+++ INPUT FOR THIS TASK

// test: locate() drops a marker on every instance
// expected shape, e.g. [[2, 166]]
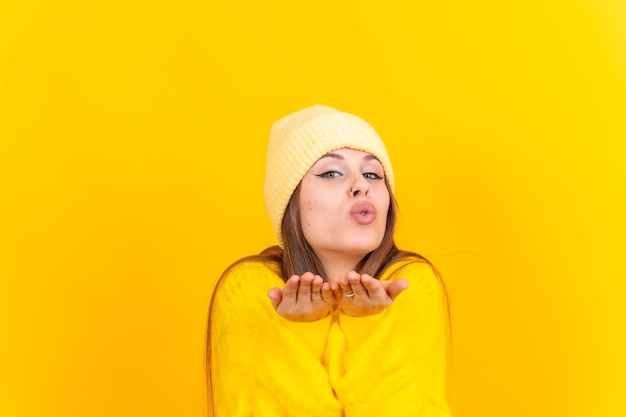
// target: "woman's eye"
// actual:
[[372, 176], [329, 174]]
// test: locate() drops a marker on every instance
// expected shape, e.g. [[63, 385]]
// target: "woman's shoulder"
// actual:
[[411, 268], [250, 273]]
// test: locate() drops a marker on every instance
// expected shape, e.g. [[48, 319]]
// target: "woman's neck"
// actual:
[[337, 267]]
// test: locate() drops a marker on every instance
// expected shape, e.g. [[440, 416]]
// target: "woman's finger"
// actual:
[[304, 291], [290, 290], [357, 287], [316, 289]]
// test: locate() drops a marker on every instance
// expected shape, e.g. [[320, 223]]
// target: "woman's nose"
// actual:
[[361, 186]]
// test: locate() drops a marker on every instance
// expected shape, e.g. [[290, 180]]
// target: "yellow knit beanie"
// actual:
[[299, 139]]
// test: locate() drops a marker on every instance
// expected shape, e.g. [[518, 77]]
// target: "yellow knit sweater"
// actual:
[[388, 365]]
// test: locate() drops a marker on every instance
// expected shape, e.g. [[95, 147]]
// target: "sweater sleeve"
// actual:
[[263, 365], [394, 363]]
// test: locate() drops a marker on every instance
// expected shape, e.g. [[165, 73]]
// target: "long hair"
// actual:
[[298, 257]]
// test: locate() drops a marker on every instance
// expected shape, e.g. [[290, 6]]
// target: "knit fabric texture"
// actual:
[[391, 364], [299, 139]]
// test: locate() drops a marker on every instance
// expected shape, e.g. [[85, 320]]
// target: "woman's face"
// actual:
[[344, 203]]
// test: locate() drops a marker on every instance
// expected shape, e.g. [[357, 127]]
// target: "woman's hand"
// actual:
[[363, 295], [303, 298]]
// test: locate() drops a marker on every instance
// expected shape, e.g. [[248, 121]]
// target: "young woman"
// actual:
[[335, 320]]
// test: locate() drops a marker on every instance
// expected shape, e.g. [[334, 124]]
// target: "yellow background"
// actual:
[[132, 141]]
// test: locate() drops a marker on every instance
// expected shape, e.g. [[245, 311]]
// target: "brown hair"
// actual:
[[298, 257]]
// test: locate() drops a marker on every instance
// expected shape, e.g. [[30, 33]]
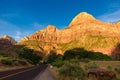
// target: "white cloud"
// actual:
[[37, 25], [18, 35], [8, 15], [110, 17]]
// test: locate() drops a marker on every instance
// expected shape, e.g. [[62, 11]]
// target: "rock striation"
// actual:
[[82, 24]]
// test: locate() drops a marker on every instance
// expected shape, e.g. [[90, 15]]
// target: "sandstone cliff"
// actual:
[[83, 31]]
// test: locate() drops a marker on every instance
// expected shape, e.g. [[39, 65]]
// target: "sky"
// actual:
[[19, 18]]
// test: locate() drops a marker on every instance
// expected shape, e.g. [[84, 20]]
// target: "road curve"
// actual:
[[23, 74]]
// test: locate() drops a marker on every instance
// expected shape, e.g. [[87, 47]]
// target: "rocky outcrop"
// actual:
[[82, 25], [7, 40]]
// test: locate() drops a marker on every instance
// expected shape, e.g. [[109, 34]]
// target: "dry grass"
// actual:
[[101, 64]]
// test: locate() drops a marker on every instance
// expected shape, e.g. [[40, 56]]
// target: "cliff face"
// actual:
[[82, 25], [7, 40]]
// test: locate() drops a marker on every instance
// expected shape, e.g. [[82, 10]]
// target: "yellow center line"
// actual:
[[16, 73]]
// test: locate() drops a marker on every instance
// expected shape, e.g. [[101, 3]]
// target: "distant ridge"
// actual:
[[83, 31]]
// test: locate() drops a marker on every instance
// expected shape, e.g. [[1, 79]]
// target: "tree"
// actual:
[[29, 55]]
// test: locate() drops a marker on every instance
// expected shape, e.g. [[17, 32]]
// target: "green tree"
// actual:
[[29, 55]]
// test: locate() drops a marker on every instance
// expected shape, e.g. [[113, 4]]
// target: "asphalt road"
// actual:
[[23, 74]]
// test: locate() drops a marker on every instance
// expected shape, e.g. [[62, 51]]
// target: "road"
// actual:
[[23, 74]]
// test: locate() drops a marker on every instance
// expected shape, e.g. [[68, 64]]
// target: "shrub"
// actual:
[[109, 67], [117, 69], [29, 55], [71, 71], [58, 63], [6, 62], [91, 66], [85, 60]]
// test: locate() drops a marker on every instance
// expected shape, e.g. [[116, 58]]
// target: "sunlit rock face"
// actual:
[[82, 25], [7, 40]]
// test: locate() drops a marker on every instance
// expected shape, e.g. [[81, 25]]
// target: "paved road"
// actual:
[[22, 74]]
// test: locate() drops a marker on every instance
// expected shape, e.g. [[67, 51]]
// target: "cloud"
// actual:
[[39, 26], [110, 17], [18, 35], [8, 15]]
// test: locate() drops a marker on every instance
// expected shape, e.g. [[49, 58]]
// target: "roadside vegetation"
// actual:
[[75, 63]]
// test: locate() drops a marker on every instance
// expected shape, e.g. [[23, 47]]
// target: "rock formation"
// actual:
[[7, 40], [83, 24]]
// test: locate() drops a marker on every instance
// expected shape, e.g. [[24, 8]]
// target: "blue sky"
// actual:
[[19, 18]]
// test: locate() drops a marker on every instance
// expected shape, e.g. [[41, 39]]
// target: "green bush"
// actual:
[[6, 62], [109, 67], [5, 54], [71, 71], [91, 66], [117, 69], [58, 63], [85, 60], [30, 56]]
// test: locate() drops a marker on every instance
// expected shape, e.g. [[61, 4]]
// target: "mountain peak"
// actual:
[[82, 18], [51, 28], [6, 37]]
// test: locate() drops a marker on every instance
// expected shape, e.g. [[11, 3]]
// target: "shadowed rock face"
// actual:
[[7, 40], [82, 25]]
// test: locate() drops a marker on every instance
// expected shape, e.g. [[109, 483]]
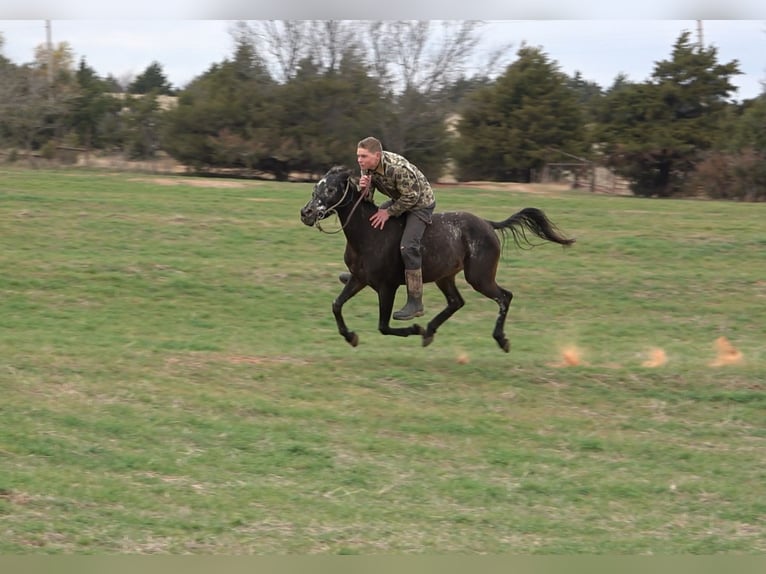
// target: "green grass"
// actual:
[[173, 380]]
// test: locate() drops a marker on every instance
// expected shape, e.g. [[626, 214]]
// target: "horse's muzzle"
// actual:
[[309, 215]]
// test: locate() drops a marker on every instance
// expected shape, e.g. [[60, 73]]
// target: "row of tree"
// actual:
[[297, 96]]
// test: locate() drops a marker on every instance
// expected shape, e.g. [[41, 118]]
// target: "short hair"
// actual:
[[371, 144]]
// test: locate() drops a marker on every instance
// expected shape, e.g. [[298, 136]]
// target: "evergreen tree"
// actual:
[[653, 133], [152, 79], [88, 111]]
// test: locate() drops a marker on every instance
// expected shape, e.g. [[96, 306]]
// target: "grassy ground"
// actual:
[[173, 381]]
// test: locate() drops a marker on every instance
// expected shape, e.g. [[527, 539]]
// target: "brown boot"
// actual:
[[414, 306]]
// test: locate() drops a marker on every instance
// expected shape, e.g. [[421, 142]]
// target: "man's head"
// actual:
[[368, 152]]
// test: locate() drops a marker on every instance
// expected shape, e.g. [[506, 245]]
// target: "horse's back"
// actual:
[[453, 239], [460, 226]]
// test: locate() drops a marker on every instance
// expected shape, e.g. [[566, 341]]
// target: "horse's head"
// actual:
[[331, 192]]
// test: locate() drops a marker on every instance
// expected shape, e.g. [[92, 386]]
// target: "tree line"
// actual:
[[296, 96]]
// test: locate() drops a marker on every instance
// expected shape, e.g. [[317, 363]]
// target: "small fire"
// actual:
[[657, 358], [727, 353], [570, 357]]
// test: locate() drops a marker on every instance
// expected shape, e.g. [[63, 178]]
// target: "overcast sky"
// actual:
[[600, 49]]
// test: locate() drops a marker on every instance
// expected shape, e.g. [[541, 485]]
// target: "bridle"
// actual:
[[332, 210]]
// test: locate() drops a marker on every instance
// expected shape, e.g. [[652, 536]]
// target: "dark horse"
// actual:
[[454, 242]]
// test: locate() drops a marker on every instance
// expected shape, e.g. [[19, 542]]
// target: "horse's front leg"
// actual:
[[386, 297], [351, 288]]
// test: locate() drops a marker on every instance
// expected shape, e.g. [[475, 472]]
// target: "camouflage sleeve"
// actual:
[[409, 188]]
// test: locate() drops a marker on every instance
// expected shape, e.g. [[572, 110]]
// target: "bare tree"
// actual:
[[404, 54], [421, 55]]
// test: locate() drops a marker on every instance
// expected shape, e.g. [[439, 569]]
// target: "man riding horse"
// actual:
[[410, 196]]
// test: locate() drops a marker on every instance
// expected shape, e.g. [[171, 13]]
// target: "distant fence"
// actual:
[[585, 175]]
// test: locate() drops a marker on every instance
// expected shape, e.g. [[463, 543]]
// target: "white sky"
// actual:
[[600, 49]]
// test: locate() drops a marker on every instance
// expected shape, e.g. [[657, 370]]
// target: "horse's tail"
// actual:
[[534, 220]]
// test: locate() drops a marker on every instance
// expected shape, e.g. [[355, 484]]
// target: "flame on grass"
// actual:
[[727, 353], [657, 358], [571, 356]]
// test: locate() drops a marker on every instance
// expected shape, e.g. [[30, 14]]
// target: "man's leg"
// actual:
[[413, 275]]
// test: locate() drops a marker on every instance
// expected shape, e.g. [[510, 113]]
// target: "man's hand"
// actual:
[[379, 218], [364, 183]]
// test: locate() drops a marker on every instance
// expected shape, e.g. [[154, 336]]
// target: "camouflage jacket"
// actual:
[[405, 184]]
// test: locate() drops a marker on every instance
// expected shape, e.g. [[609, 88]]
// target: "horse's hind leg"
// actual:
[[352, 287], [454, 302], [489, 288]]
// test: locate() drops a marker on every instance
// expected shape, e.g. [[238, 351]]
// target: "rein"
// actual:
[[332, 210]]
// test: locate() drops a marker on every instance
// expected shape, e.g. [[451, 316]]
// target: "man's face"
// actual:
[[366, 159]]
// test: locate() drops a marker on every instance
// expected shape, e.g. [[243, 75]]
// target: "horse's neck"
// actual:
[[356, 223]]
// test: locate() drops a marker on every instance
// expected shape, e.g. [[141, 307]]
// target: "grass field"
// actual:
[[173, 382]]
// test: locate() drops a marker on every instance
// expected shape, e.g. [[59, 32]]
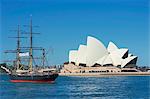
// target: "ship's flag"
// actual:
[[24, 54]]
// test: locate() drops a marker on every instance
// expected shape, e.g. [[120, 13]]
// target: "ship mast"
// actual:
[[18, 48], [31, 49]]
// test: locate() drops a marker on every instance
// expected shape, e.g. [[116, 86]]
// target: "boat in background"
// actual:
[[30, 72]]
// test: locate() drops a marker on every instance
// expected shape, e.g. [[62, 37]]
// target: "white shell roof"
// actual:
[[81, 55], [105, 60], [95, 50]]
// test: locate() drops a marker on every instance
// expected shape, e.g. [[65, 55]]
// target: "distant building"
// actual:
[[94, 53]]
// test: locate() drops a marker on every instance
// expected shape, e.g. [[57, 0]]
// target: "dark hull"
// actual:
[[33, 78]]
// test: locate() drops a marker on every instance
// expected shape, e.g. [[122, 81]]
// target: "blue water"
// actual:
[[79, 88]]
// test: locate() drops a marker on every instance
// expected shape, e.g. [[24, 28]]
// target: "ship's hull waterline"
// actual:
[[106, 74], [33, 78]]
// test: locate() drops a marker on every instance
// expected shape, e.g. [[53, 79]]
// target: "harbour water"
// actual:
[[123, 87]]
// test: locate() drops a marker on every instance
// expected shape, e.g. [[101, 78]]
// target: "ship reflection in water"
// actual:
[[124, 87]]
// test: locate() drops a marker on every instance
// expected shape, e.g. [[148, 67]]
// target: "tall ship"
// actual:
[[30, 71]]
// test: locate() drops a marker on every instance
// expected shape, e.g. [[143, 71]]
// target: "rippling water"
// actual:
[[136, 87]]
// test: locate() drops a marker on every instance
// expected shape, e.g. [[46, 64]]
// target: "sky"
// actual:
[[64, 24]]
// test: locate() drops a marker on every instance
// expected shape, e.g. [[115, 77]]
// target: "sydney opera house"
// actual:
[[95, 57]]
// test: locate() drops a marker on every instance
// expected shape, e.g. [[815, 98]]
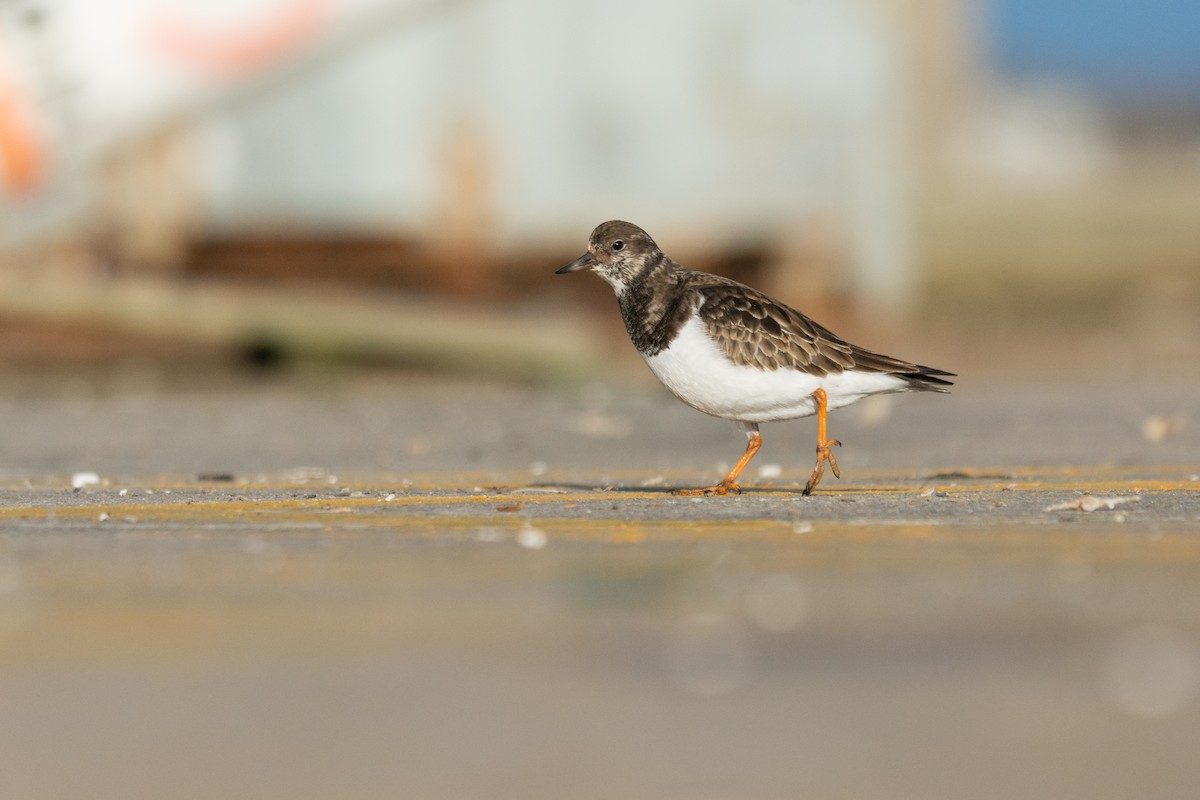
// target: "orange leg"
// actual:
[[727, 485], [823, 453]]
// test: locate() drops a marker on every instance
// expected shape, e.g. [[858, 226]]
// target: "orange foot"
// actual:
[[823, 455], [709, 491], [754, 440]]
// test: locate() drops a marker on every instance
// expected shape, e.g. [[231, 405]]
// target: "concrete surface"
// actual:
[[383, 585]]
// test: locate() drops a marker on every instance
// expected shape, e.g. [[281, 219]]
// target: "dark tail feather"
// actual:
[[928, 379]]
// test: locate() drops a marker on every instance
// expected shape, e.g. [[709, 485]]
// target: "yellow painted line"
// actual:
[[202, 509]]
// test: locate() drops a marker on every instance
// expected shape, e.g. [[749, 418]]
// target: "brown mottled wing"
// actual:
[[756, 330]]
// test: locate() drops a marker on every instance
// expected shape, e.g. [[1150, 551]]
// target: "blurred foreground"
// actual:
[[384, 585]]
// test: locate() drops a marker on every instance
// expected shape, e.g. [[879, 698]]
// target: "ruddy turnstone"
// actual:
[[732, 352]]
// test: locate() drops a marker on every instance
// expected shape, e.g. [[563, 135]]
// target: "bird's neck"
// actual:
[[649, 305]]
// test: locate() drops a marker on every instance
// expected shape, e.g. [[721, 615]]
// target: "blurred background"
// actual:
[[394, 180]]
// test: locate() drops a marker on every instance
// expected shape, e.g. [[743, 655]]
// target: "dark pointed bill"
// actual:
[[582, 263]]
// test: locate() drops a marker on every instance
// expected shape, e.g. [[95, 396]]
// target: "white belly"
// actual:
[[695, 370]]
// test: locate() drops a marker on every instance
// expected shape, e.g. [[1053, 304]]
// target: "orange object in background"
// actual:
[[239, 48], [22, 152]]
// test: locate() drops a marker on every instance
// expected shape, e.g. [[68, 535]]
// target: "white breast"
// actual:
[[695, 370]]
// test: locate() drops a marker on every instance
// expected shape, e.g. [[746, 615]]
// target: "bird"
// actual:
[[736, 353]]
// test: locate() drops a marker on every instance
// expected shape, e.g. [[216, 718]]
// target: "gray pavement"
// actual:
[[385, 585]]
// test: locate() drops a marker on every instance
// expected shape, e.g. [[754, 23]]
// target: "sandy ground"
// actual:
[[385, 585]]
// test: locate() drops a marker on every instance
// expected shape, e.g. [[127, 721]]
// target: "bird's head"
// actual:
[[617, 252]]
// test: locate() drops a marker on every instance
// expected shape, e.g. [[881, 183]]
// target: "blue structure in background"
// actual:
[[1121, 50]]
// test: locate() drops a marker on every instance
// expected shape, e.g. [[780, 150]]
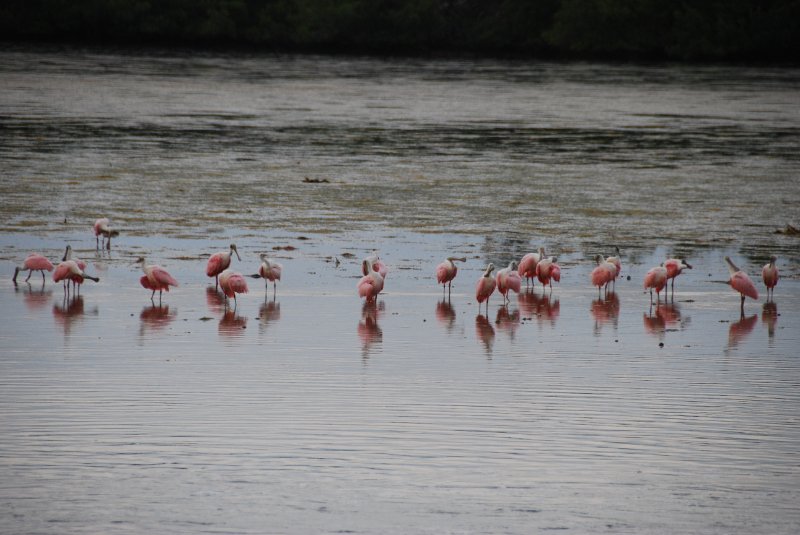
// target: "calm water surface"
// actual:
[[312, 413]]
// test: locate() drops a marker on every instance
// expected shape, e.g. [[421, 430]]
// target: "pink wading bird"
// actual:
[[68, 270], [548, 271], [508, 279], [447, 271], [769, 274], [675, 267], [81, 264], [603, 273], [270, 271], [371, 284], [485, 288], [527, 266], [219, 262], [656, 278], [34, 262], [101, 228], [615, 260], [232, 283], [376, 264], [155, 278], [740, 282]]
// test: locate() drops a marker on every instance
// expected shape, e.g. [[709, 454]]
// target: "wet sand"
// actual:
[[315, 413]]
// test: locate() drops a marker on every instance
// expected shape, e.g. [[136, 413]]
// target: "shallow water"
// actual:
[[314, 413]]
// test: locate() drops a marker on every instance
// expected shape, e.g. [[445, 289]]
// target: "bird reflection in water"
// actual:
[[739, 330], [153, 319], [69, 312], [662, 318], [446, 314], [35, 297], [485, 333], [369, 331], [268, 312], [506, 321], [605, 310], [231, 323], [769, 317], [544, 307], [215, 300]]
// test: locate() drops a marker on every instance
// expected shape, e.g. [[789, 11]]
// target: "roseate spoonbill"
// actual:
[[547, 271], [769, 274], [81, 264], [270, 271], [740, 282], [33, 262], [656, 279], [508, 279], [371, 284], [485, 287], [447, 271], [675, 267], [155, 278], [527, 266], [219, 262], [617, 265], [603, 273], [102, 228], [376, 264], [68, 270], [232, 283]]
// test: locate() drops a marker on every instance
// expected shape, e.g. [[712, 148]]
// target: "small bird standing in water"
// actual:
[[232, 283], [375, 261], [447, 271], [547, 271], [527, 266], [67, 271], [219, 262], [33, 262], [769, 274], [155, 278], [270, 271], [371, 284], [508, 279], [603, 273], [656, 279], [485, 287], [102, 228], [740, 282]]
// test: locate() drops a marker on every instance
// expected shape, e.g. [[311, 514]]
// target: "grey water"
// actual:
[[311, 412]]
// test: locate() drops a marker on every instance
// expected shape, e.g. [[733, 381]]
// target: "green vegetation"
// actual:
[[754, 30]]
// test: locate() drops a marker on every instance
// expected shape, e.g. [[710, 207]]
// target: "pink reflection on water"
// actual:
[[604, 311], [484, 332]]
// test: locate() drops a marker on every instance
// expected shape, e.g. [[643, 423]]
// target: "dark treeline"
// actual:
[[749, 30]]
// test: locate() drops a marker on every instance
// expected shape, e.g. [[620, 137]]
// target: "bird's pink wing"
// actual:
[[163, 278], [237, 283], [514, 281], [61, 272], [555, 272], [742, 284], [37, 261]]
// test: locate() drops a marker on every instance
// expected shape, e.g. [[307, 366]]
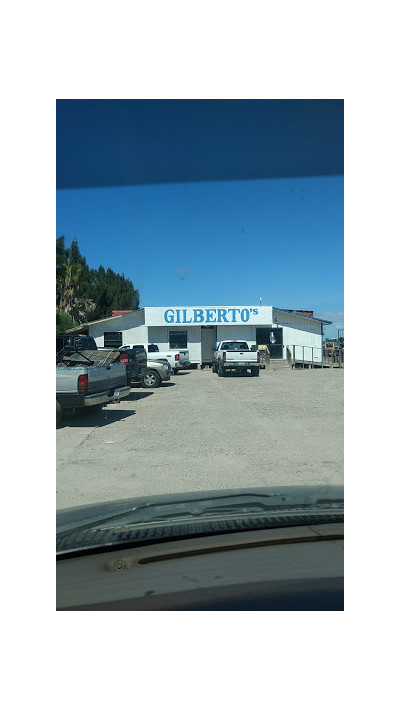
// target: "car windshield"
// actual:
[[200, 227]]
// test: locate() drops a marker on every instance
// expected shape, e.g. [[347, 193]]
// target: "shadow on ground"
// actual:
[[99, 419], [232, 374], [134, 395]]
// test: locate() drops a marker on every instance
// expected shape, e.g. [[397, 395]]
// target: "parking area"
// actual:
[[201, 432]]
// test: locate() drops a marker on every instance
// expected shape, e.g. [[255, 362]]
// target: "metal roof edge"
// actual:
[[309, 318], [100, 320]]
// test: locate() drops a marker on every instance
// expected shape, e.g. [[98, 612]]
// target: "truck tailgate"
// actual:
[[241, 357], [100, 377]]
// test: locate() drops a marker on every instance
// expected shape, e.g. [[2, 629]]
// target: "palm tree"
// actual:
[[69, 300]]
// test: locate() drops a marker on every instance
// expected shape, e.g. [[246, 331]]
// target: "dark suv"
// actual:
[[75, 342]]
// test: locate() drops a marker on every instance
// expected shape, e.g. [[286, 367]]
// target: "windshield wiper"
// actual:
[[221, 506]]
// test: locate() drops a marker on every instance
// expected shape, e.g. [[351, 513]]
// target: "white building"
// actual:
[[200, 328]]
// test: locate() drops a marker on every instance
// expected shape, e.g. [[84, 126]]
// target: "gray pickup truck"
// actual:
[[84, 379], [235, 355]]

++++++

◆ **THE PROBLEM**
Give the items from the start through the line containing "[[372, 176], [329, 174]]", inclusive, as a two-column CSV with the headers input and output. Make one row per item, holding its text and its answer, with each field quoted, line breaks turned into spaces, and pictures left out.

◆ **ANSWER TO THIS PROBLEM**
input,output
"// test: locate() drops a marker on every instance // expected shape, e.g. [[2, 166]] // target: ""woman's eye"" // actual:","[[372, 176], [329, 174]]"